Extract to read
BEGIN
Increasingly, we are learning that the road to that particular perdition is not one-way, nor is there any specific speed. A new paper in the Journal of Internal Medicine seeks to elucidate our natural history as we slide from what we consider healthy glucose metabolism to a state we consider markedly abnormal.
The population being studied are Swedish volunteers, age 60 or more, living in central Stockholm. The report on 2575 of these volunteers represents roughly 75% that were eligible and completed the twelve-year study. Average age 74.4, 65% women and 36% had a diagnosis of prediabetes, based on an HbA1c, at the initiation of the study.
- Of those individuals already considered to be prediabetic, 42% remained unchanged, 22% returned to normoglycemia, and 13% went on to develop diabetes. [1]
- Increasing age was associated with more individuals developing diabetes or reverting to normoglycemia. But this trend was “biased” by decreasing population size as mortality also increased with age. It may be “truer” to say that the conversion rates to both diabetes or normoglycemia decreased with age, for many pre-diabetes was the destination, not a way station.
- Those who were overweight were almost three times as likely to go on to diabetes and in the same group those who lost weight (in the range of 5 to 33 pounds) were three times as likely to become normoglycemic.
END
Data shown
BEGIN
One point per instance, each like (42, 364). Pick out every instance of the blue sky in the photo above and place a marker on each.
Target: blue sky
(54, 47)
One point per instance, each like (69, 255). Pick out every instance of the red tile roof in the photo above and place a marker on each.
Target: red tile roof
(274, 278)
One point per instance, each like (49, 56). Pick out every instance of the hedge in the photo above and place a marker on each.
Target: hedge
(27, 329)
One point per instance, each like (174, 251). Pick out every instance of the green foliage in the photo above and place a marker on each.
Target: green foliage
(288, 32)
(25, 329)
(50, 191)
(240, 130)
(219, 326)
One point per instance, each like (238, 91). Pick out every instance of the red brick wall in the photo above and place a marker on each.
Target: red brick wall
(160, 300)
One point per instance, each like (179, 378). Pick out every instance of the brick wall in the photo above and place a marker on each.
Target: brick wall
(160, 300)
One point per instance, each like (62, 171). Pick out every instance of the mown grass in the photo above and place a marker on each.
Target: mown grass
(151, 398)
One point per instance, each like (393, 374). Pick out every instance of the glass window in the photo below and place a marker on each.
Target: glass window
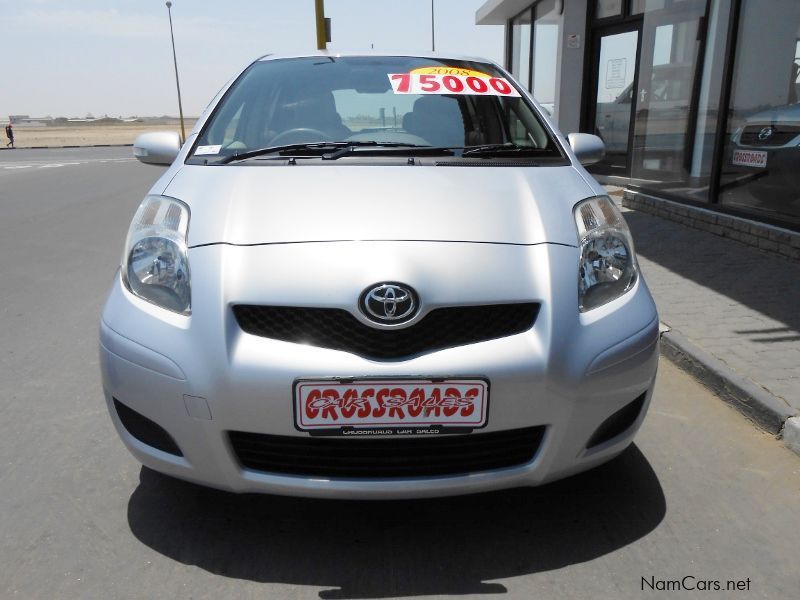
(325, 99)
(762, 147)
(521, 31)
(546, 41)
(608, 8)
(668, 69)
(640, 6)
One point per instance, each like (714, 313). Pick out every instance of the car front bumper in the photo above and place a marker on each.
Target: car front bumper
(201, 377)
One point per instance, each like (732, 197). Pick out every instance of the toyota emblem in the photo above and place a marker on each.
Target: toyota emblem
(389, 303)
(765, 133)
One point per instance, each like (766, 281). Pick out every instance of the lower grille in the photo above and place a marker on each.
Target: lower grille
(339, 330)
(146, 431)
(386, 457)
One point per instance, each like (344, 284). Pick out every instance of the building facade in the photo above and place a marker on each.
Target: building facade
(696, 100)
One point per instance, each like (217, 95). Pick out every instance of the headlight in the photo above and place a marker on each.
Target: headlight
(607, 267)
(155, 265)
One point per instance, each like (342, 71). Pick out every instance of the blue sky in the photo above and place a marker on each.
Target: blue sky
(70, 58)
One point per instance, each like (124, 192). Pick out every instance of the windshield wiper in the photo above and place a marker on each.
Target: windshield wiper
(351, 146)
(333, 150)
(499, 150)
(317, 147)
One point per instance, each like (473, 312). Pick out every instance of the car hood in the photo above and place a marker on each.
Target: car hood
(247, 205)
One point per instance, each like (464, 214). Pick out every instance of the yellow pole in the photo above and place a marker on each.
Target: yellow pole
(321, 37)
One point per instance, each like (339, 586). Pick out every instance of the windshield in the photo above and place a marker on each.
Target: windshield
(404, 102)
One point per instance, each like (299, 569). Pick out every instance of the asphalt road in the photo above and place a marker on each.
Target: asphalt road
(701, 495)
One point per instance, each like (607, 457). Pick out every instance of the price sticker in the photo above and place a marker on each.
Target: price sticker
(446, 80)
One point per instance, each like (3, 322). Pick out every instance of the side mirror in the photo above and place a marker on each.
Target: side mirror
(588, 148)
(157, 147)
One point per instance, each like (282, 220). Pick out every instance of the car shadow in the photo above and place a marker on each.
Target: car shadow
(765, 283)
(382, 549)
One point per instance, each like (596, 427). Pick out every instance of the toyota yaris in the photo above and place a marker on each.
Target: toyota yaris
(372, 276)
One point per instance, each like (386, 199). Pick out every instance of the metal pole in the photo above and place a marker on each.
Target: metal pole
(319, 6)
(175, 61)
(433, 30)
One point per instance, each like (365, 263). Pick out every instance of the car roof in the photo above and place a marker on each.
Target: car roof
(378, 53)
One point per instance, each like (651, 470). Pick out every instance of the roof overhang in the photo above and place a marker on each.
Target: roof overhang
(497, 12)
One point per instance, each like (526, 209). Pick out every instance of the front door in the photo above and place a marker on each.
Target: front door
(613, 103)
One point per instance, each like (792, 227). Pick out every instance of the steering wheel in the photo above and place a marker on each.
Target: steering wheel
(298, 135)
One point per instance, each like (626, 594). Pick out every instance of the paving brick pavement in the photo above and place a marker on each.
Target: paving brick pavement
(736, 303)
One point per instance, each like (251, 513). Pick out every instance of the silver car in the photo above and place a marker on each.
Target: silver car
(369, 276)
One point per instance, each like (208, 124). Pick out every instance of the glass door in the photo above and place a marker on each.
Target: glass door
(668, 80)
(614, 100)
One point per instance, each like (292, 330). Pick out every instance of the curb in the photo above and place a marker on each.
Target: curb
(61, 147)
(757, 404)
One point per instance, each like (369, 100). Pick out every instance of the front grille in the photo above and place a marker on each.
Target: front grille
(782, 134)
(386, 457)
(339, 330)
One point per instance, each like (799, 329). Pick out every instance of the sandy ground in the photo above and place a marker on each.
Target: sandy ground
(87, 135)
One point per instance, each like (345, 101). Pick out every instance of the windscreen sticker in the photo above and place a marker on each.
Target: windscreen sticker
(451, 80)
(207, 150)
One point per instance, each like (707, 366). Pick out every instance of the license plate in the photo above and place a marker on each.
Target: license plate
(395, 405)
(750, 158)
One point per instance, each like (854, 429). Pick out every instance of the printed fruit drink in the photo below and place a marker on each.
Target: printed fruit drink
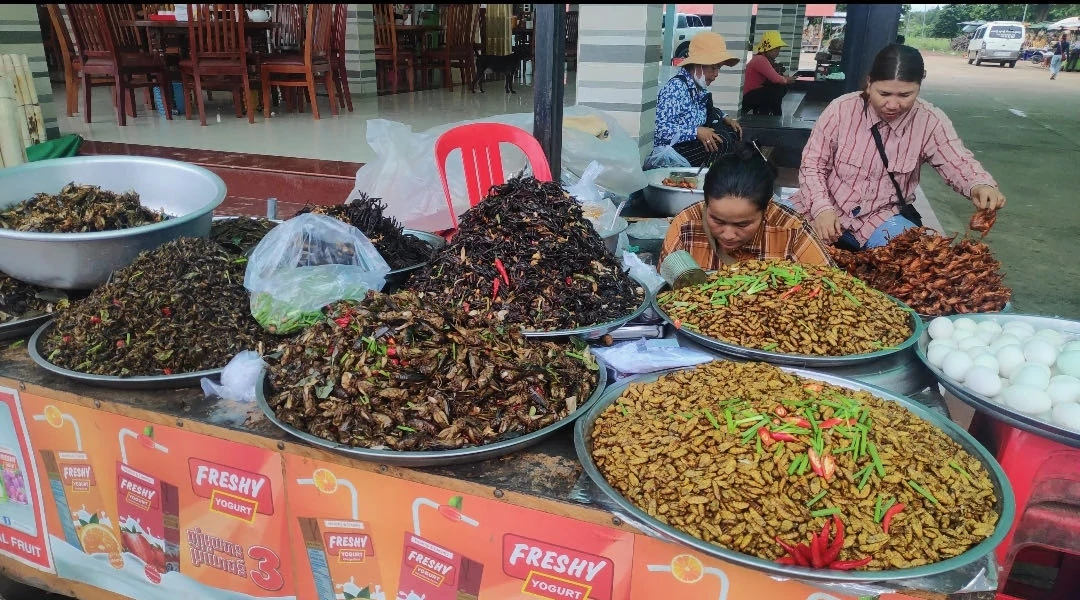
END
Exercises
A - Please summarize the passage on prediabetes in two sentences.
B - Print everything in the passage on prediabetes from "Increasingly, we are" down to "consider markedly abnormal.".
C - Translate this sentence from the passage on prediabetes into Spanish: "The population being studied are Swedish volunteers, age 60 or more, living in central Stockholm."

Results of the exercise
A - A paper in the Journal of Internal Medicine followed 2575 Swedish volunteers aged 60 or more in central Stockholm through a twelve-year study to describe how people move from healthy glucose metabolism toward a markedly abnormal state. Of those already prediabetic, 42% remained unchanged, 22% returned to normoglycemia and 13% developed diabetes, while overweight participants were almost three times as likely to develop diabetes and those in that group who lost weight were three times as likely to become normoglycemic.

B -
Increasingly, we are learning that the road to that particular perdition is not one-way, nor is there any specific speed. A new paper in the Journal of Internal Medicine seeks to elucidate our natural history as we slide from what we consider healthy glucose metabolism to a state we consider markedly abnormal.

C - La población estudiada son voluntarios suecos, de 60 años o más, que viven en el centro de Estocolmo.